I have a personal policy of not traveling to or relocating to any place the people of that Country migrate or relocate to USA in mass numbers. To me that means there is something wrong in the place they are leaving and flocking here for what ever the reason.

Dec 4, 2013 11:15AM
I first studied and then expatriated to Spain in the 1980s.  I still have my research and regularly check off how many countries recommended then (and some on this list) that have nationalized bank accounts and gone 100% communist.  Why move?  The U.S.S.A. will be there by 2016.  urkel signed an executive order the first week of October giving himself authority to nationalize everything you own. 
Dec 4, 2013 12:29PM

The US, a great place to make your fortune but not necessarily the place to spend it..

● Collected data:
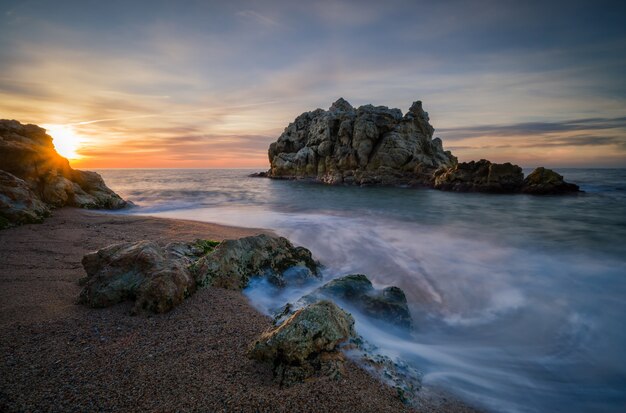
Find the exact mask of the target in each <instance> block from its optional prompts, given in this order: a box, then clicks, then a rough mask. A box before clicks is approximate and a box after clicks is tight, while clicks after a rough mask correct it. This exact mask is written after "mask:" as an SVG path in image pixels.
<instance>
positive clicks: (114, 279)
mask: <svg viewBox="0 0 626 413" xmlns="http://www.w3.org/2000/svg"><path fill="white" fill-rule="evenodd" d="M82 264H83V267H84V268H85V272H86V273H87V276H86V277H85V278H83V279H81V284H82V285H83V289H82V291H81V293H80V296H79V299H78V302H79V303H81V304H85V305H88V306H90V307H108V306H111V305H113V304H116V303H120V302H123V301H134V302H135V306H134V310H133V312H135V313H136V312H139V311H142V310H147V311H151V312H155V313H164V312H167V311H170V310H171V309H172V308H174V307H175V306H177V305H179V304H180V303H182V302H183V300H184V299H185V298H187V297H188V296H190V295H191V294H193V293H194V292H195V291H196V289H197V288H201V287H206V286H215V287H223V288H230V289H241V288H245V287H246V286H247V284H248V282H249V281H250V279H251V278H252V277H255V276H259V277H265V278H266V279H267V280H268V281H269V282H271V283H272V284H274V285H276V286H278V287H284V286H285V285H287V284H294V283H303V282H308V281H310V280H312V279H317V278H316V277H318V272H319V268H318V264H317V262H316V261H315V260H313V258H312V256H311V252H310V251H309V250H307V249H306V248H302V247H294V246H293V245H292V244H291V242H289V241H288V240H287V239H285V238H282V237H276V236H269V235H264V234H262V235H257V236H253V237H246V238H241V239H238V240H226V241H222V242H217V241H210V240H196V241H194V242H191V243H184V242H175V243H169V244H167V245H166V246H164V247H162V246H160V245H159V244H157V243H156V242H153V241H138V242H126V243H121V244H115V245H111V246H108V247H106V248H103V249H101V250H98V251H96V252H93V253H90V254H87V255H85V256H84V257H83V261H82Z"/></svg>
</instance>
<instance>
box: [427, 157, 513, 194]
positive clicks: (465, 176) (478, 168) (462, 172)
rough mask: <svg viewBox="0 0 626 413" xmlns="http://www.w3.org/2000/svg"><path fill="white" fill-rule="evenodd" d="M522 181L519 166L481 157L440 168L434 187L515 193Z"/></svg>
mask: <svg viewBox="0 0 626 413" xmlns="http://www.w3.org/2000/svg"><path fill="white" fill-rule="evenodd" d="M523 183H524V174H523V173H522V168H520V167H519V166H517V165H512V164H510V163H508V162H507V163H504V164H497V163H492V162H490V161H488V160H485V159H481V160H480V161H478V162H475V161H471V162H462V163H459V164H457V165H454V166H453V167H450V168H443V169H440V170H439V171H437V172H436V173H435V182H434V187H435V189H441V190H445V191H457V192H492V193H515V192H520V191H521V188H522V185H523Z"/></svg>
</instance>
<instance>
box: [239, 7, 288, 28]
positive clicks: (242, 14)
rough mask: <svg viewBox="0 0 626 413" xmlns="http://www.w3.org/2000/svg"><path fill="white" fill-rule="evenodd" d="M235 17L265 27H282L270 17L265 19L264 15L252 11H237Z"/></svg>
mask: <svg viewBox="0 0 626 413" xmlns="http://www.w3.org/2000/svg"><path fill="white" fill-rule="evenodd" d="M237 16H240V17H243V18H246V19H248V20H252V21H254V22H256V23H258V24H260V25H262V26H265V27H281V26H282V25H281V24H280V23H278V21H276V20H274V19H272V18H270V17H267V16H266V15H263V14H261V13H259V12H256V11H254V10H242V11H239V12H237Z"/></svg>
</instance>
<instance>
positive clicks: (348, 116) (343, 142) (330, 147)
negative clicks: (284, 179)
mask: <svg viewBox="0 0 626 413" xmlns="http://www.w3.org/2000/svg"><path fill="white" fill-rule="evenodd" d="M433 133H434V128H433V127H432V126H431V125H430V123H429V118H428V113H427V112H425V111H424V110H423V109H422V103H421V102H419V101H417V102H414V103H413V105H412V106H411V108H410V109H409V111H408V112H407V113H406V114H405V115H404V116H403V115H402V112H401V111H400V110H399V109H389V108H388V107H386V106H372V105H364V106H361V107H359V108H357V109H355V108H354V107H352V105H350V103H348V102H347V101H346V100H345V99H343V98H340V99H339V100H337V101H336V102H334V103H333V104H332V105H331V107H330V108H329V110H327V111H324V110H322V109H317V110H315V111H312V112H305V113H303V114H302V115H300V116H298V117H297V118H296V119H295V121H294V122H292V123H291V124H289V126H287V128H285V131H284V132H283V134H282V135H281V136H280V137H279V138H278V140H277V141H276V142H274V143H272V144H271V145H270V148H269V152H268V155H269V160H270V165H271V166H270V170H269V171H268V176H269V177H271V178H290V179H292V178H310V179H315V180H317V181H320V182H324V183H328V184H341V183H344V184H357V185H368V184H412V185H413V184H428V185H430V184H431V179H432V172H434V171H435V170H436V169H437V168H439V167H442V166H451V165H454V164H455V163H456V158H455V157H454V156H452V154H451V153H450V152H449V151H444V150H443V147H442V143H441V140H440V139H438V138H435V139H433Z"/></svg>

● Tasks to carry out:
a. According to the comments, why does the first commenter refuse to travel to or relocate to a country whose people migrate to the USA in large numbers?
b. List every name the comments use for the United States.

● Solutions below:
a. The commenter holds that mass migration from a country shows that something is wrong in the place those people are leaving. That is why they avoid going to such a country, whatever the reason people leave.

b.
- USA
- U.S.S.A.
- US